- [Work instructions]
Leave the pictures out and transcribe every record exactly.

- [Referring expression data]
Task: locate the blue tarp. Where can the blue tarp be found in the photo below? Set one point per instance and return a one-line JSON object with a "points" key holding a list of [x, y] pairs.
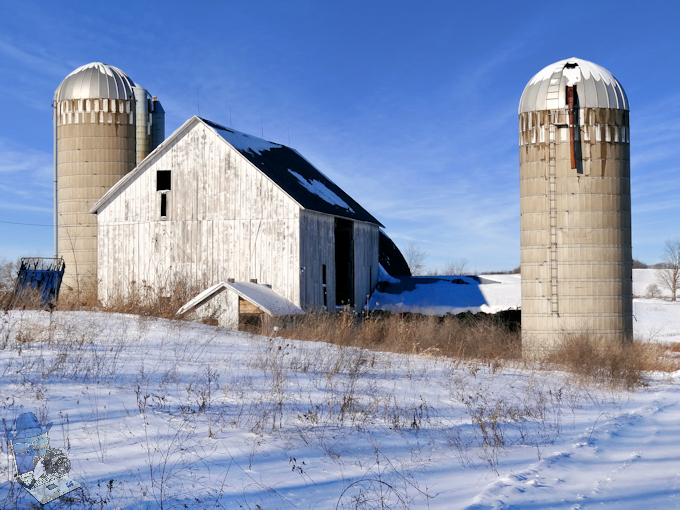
{"points": [[41, 274]]}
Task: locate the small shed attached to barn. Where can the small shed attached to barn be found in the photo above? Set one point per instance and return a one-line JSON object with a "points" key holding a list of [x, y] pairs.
{"points": [[211, 203]]}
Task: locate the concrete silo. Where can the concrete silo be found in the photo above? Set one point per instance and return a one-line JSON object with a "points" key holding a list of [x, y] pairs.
{"points": [[103, 127], [576, 253]]}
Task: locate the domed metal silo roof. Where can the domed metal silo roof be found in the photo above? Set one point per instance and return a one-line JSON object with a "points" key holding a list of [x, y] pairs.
{"points": [[95, 80], [595, 87]]}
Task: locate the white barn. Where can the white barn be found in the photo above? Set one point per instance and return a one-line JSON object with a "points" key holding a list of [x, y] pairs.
{"points": [[211, 204]]}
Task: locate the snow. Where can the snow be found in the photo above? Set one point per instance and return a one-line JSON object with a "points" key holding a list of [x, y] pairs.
{"points": [[656, 320], [151, 411], [439, 295], [265, 298], [643, 278], [320, 189], [245, 143]]}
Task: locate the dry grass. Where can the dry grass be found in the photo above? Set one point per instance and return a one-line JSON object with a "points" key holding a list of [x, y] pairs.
{"points": [[463, 337], [594, 360], [466, 337]]}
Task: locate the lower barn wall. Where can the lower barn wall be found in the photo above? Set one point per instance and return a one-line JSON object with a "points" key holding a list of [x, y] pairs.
{"points": [[366, 248], [317, 233], [199, 253]]}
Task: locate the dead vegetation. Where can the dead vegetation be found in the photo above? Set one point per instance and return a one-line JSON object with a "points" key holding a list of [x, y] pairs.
{"points": [[463, 336], [484, 338]]}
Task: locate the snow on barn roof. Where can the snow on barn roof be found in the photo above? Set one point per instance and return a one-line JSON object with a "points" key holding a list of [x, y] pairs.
{"points": [[294, 174], [439, 295], [258, 294]]}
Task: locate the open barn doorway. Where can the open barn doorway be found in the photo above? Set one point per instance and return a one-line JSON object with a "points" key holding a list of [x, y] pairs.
{"points": [[344, 262]]}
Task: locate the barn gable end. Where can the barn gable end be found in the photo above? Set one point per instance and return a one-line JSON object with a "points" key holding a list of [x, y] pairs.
{"points": [[224, 219], [211, 204]]}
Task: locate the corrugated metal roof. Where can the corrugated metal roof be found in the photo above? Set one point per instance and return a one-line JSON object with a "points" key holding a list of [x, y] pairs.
{"points": [[595, 87], [259, 295], [95, 80], [294, 174]]}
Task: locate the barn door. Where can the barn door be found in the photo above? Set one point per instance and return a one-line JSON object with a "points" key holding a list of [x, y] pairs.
{"points": [[344, 262]]}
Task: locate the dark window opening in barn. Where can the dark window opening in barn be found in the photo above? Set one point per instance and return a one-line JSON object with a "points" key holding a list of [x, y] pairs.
{"points": [[344, 262], [163, 180], [323, 284]]}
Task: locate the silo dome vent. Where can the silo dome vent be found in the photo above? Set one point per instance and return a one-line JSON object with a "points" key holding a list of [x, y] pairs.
{"points": [[95, 80], [595, 87]]}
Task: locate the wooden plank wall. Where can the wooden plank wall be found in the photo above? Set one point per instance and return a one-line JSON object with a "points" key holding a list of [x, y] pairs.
{"points": [[317, 232], [225, 219], [366, 239]]}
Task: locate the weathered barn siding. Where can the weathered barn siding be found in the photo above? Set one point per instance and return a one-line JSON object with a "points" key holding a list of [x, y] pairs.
{"points": [[313, 255], [366, 240], [225, 219]]}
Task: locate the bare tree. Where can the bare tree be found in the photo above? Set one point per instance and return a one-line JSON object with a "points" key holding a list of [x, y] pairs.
{"points": [[456, 267], [668, 276], [415, 256]]}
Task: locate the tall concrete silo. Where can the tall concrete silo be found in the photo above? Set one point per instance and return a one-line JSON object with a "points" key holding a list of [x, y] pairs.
{"points": [[102, 129], [576, 256]]}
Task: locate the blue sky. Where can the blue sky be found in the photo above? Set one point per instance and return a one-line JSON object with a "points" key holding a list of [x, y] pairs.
{"points": [[410, 107]]}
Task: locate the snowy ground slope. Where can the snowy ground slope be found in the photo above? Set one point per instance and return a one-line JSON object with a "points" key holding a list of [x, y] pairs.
{"points": [[440, 295], [643, 278], [654, 319], [155, 411]]}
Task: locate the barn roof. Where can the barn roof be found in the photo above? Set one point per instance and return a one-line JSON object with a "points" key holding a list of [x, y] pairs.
{"points": [[294, 174]]}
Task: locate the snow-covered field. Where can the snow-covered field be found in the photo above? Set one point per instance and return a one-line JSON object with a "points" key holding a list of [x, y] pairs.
{"points": [[155, 413]]}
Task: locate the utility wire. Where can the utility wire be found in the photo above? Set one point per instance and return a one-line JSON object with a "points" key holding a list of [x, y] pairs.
{"points": [[31, 224]]}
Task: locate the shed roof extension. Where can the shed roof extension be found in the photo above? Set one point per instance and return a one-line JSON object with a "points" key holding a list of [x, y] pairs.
{"points": [[257, 294]]}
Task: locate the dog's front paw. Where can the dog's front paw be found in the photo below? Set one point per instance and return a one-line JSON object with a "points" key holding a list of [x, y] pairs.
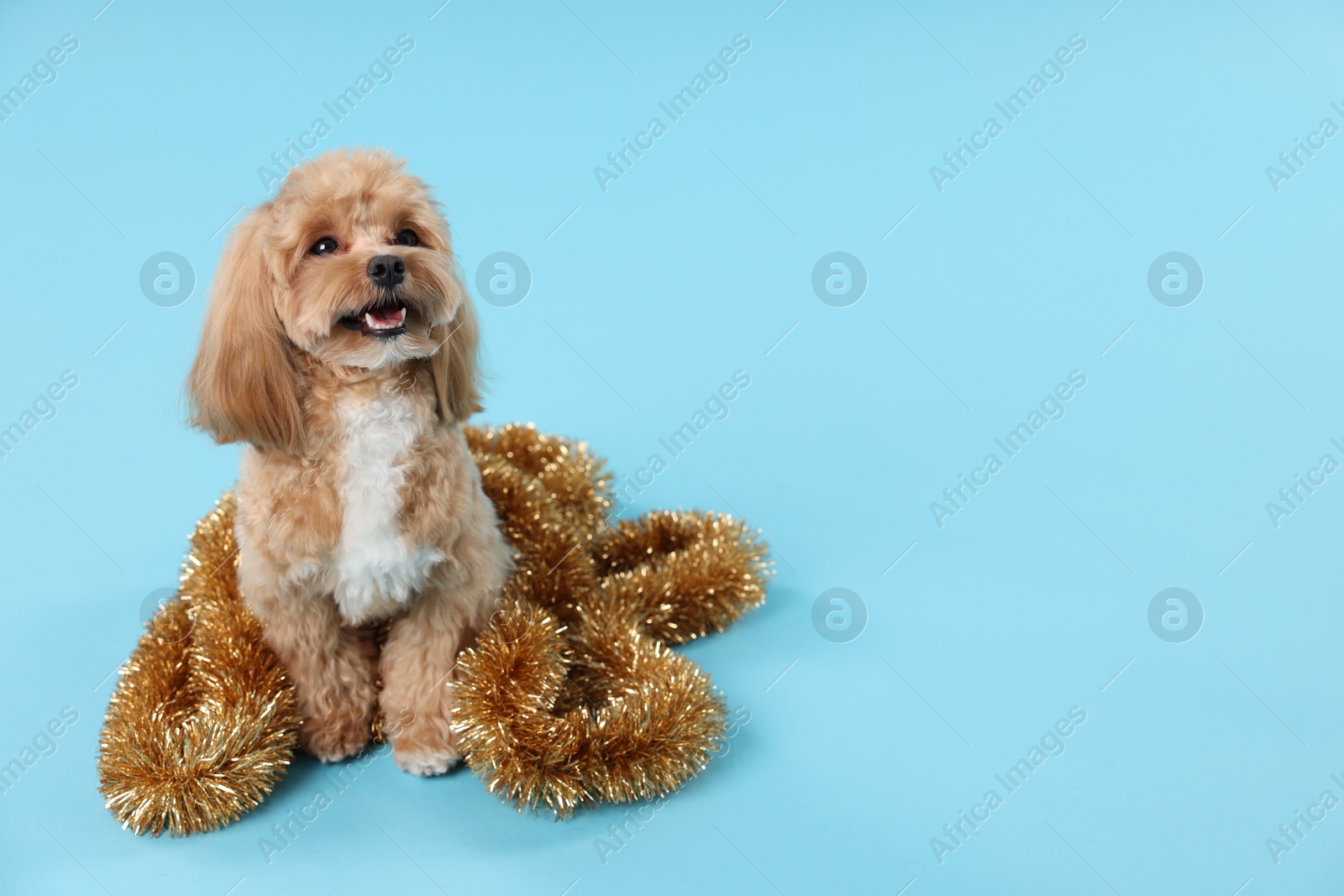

- [Final answer]
Task: locate the blue tarp. Where can the blue tarp be found in the photo below? Set one point per instance and return a one-line JSON object with a "points" key holding a list of [x, y] pairs.
{"points": [[41, 274]]}
Task: locate the small shed attached to barn. Where can the small shed attached to barn be found in the photo above? Set one point per instance and return a one-line JSON object with a "points" key holding a list of [x, y] pairs.
{"points": [[211, 203]]}
Task: locate the concrete silo. Where can the concrete silo be found in the photo above? Set one point per instance and return a one-line JSON object with a "points" key holding a list of [x, y] pairs.
{"points": [[103, 127], [576, 253]]}
Task: locate the domed metal silo roof. Where can the domed metal silo roof be found in the photo above? Set one point per instance and return a one-line JSON object with a "points" key holding a list of [x, y] pairs.
{"points": [[95, 80], [595, 87]]}
Task: locate the white barn. Where can the white barn be found in the photo above? Set one point per instance and return a one-line JSON object with a "points" key holding a list of [x, y] pairs.
{"points": [[211, 204]]}
Task: locate the snow. Where can the snow be found in the photo above? Set one point per instance and return a one-line JSON object with a "points" key holding a list of [x, y] pairs.
{"points": [[656, 320], [151, 411], [439, 295], [265, 298], [643, 278], [320, 189], [245, 143]]}
Task: locate the dry grass. Where can the dry grass be found in the photo above? Set one point per instance and return a one-line JSON object with a "points" key holding a list of [x, y] pairs.
{"points": [[463, 337], [594, 360], [466, 337]]}
Task: locate the lower barn wall. Where can the lower barn wall be found in the photo above? Set one point per instance and return a one-line JSON object with a "points" key holding a list of [x, y] pairs.
{"points": [[366, 248], [317, 233], [199, 253]]}
Task: locate the dead vegetation. Where can the dead vegetation be found in the photo above? Set one point per instance and return a one-line JSON object with a "points" key holding a list of [x, y] pairs.
{"points": [[463, 336], [484, 338]]}
Task: locate the snow on barn roof. Where can the snow on barn roof be found in the photo above? Set one point per instance and return a one-line JSON object with a "points" key holding a list of [x, y] pairs.
{"points": [[294, 174], [439, 295], [258, 294]]}
Task: locate the open barn doorway. Where can the open barn doorway be found in the photo above? Set one point per instance and return a one-line JSON object with a "points" key holding a list of [x, y] pairs.
{"points": [[344, 262]]}
Task: locate the barn gable end. Where can the barn gable end be found in the photo above? Set one point per instance and return a one-line JSON object with a "points" key holding a list of [x, y] pairs.
{"points": [[224, 219], [211, 204]]}
Task: locate the corrugated metal roof. Where can the corrugated metal roof be found in the photo above? Set one point per instance and return a one-line JSON object with a "points" key holding a list of [x, y] pairs.
{"points": [[595, 87], [259, 295], [95, 80], [294, 174]]}
Task: locate the barn door. Where can the barn door be found in the photo above? Set one point per instance and return a one-line JSON object with a "points" key holding a list of [x, y] pairs.
{"points": [[344, 262]]}
Task: locate the dark window opening in barn. Where can the dark window opening in barn be found in the photo above? Set one point per instance and return a one-line JSON object with a "points" key holding a list of [x, y] pairs.
{"points": [[344, 262], [163, 180], [323, 284]]}
Task: locate the silo dome vent. Where can the silo dome vent be found in the photo above? Set one point per instance and return a one-line JSON object with a "points" key holding a list of [x, y] pairs.
{"points": [[95, 80], [595, 87]]}
Task: locate the wooden plank wall. Where can the wooden plank wall be found in the photo above? Set one point per instance and return a one-line JSON object with a "points" key holding a list of [x, y] pairs.
{"points": [[317, 232], [225, 219], [366, 239]]}
Task: locate the weathered barn siding. Where can the weathered barn siding be found in the photo above? Set one point per instance and return a one-line JSON object with a "points" key holding a list of [x, y] pairs.
{"points": [[313, 255], [366, 240], [225, 219]]}
Task: locate the bare tree. Where can the bare tree be found in the photo above? Set one point per instance and return a one-line JSON object with a "points" key holding a list of [x, y] pairs.
{"points": [[456, 267], [668, 276], [415, 256]]}
Task: locate the tall concrete silo. Where can the tall concrete silo be found in the photo above? Set one point per instance and return a one-line JSON object with a "points" key holding a list of [x, y] pairs.
{"points": [[102, 129], [576, 256]]}
Task: locate the blue sky. Where can the blue sky be found in the photo above? Set one point per instance and return a one-line JSON object with a "points" key holding a list of [x, y] pairs.
{"points": [[410, 107]]}
Task: locate the snowy ground slope. Where can the snowy ground slope be found in the photo above? Set one point per instance and return a one-line JSON object with a "points" key holding a list of [x, y] pairs.
{"points": [[440, 295], [643, 278], [654, 319], [155, 411]]}
Task: locate the barn roof. Where can the barn roof be found in the photo above? Set one point per instance and return a one-line JSON object with a "points" key holding a list of [x, y] pairs.
{"points": [[294, 174]]}
Task: locate the snow-covered field. Where can the snow-covered field be found in the photo above? Set one point per instance and return a one-line JSON object with a "points" key holding a list of [x, y] pairs.
{"points": [[155, 413]]}
Task: locate the utility wire. Where can the utility wire be found in the photo above? Set one point per instance and return a one-line JSON object with a "points" key holding a list of [x, y] pairs.
{"points": [[31, 224]]}
Task: locate the shed roof extension. Where can the shed roof extension be found in the photo above? Set one point per instance and return a one-line JSON object with a "points" key holding a list of [x, y] pairs.
{"points": [[257, 294]]}
Task: locate the dog's front paw. Where can the dog's front paw be found in the photo below? Set one point per instance and return a one-line JSON object with a "points" key holding a list of [x, y] pairs.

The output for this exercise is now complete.